[Natural-language object grounding data]
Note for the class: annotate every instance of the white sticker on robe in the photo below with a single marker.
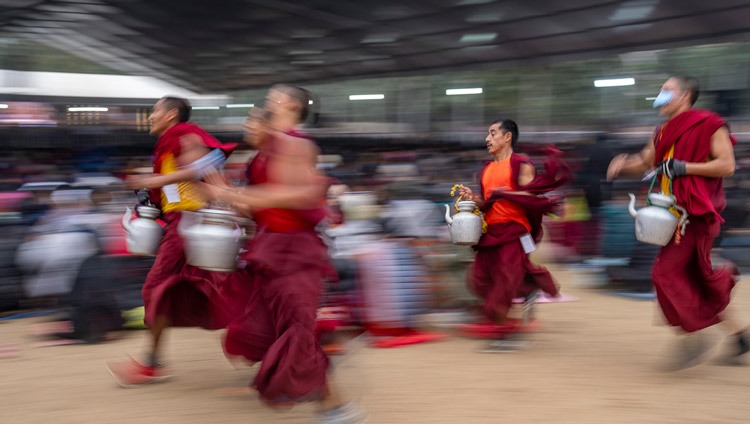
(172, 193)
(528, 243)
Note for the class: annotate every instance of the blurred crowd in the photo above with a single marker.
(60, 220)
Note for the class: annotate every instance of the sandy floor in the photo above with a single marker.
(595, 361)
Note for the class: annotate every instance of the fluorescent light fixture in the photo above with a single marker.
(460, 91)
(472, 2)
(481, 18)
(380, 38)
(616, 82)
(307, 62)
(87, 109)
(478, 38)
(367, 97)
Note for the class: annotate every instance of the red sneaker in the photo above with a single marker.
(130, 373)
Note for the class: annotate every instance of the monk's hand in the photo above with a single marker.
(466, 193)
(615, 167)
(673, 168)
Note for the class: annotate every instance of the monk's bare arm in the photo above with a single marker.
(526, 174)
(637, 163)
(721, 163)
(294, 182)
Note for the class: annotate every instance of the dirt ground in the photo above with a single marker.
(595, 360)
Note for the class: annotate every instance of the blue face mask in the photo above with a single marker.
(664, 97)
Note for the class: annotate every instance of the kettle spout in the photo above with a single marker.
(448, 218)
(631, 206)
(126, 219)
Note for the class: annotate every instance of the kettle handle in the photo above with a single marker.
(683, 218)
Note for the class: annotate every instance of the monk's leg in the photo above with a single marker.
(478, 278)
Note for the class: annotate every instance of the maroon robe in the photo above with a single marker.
* * *
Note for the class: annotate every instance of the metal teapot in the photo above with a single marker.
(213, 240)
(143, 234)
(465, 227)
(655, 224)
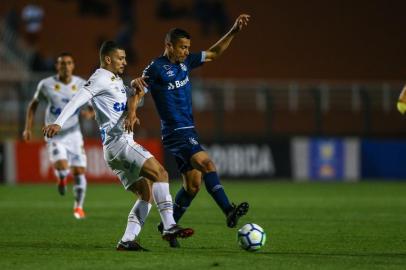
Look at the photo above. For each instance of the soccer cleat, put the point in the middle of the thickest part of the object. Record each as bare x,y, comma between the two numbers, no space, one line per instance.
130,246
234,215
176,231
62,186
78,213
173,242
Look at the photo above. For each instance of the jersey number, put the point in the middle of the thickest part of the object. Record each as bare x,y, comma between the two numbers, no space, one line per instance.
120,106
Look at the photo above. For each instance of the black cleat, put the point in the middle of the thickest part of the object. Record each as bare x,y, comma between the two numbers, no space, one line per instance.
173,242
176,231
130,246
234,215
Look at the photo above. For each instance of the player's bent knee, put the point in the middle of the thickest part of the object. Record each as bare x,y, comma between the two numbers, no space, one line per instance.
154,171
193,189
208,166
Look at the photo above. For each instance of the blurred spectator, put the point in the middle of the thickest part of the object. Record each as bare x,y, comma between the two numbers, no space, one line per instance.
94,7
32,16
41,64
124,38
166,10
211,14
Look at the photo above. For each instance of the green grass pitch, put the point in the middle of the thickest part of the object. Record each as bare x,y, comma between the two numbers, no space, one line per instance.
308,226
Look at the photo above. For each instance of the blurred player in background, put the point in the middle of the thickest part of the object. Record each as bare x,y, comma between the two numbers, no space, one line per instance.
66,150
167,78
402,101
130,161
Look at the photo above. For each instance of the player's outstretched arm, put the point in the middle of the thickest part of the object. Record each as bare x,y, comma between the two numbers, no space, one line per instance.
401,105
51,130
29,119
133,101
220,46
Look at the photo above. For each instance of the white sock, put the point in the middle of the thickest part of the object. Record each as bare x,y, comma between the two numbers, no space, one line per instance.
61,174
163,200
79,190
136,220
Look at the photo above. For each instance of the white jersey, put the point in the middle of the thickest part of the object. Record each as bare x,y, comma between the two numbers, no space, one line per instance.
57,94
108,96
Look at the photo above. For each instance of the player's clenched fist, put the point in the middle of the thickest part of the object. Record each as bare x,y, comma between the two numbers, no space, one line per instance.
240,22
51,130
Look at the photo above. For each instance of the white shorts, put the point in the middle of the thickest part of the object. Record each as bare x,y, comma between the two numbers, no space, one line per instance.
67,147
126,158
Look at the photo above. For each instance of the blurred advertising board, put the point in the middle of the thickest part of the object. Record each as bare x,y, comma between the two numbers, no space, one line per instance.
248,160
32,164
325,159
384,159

_REQUIRED ACTION_
Only the lines above from the line containing "Note for the class: annotate every instance of the dirt" through the line containing "Note for the class: annotate every instance of the maroon" should be retyped, exactly and with both ends included.

_WRITTEN ANSWER_
Note for the class: annotate every instance of the dirt ground in the photo above with a single marker.
(595, 360)
Note for the class: annotate every instance of the blue face mask in the photo above with a single marker.
(664, 97)
Note for the class: annotate every instance of the kettle spout in the photo above with a single marker.
(448, 218)
(631, 206)
(126, 219)
Note for the class: annotate every instance of the kettle handle in the photo above with a single marker.
(683, 218)
Note for the class: annotate every instance of the monk's leg in the photo above with a single marker.
(478, 278)
Note for the class: annotate every instance of the maroon robe in the photo above with a single marker.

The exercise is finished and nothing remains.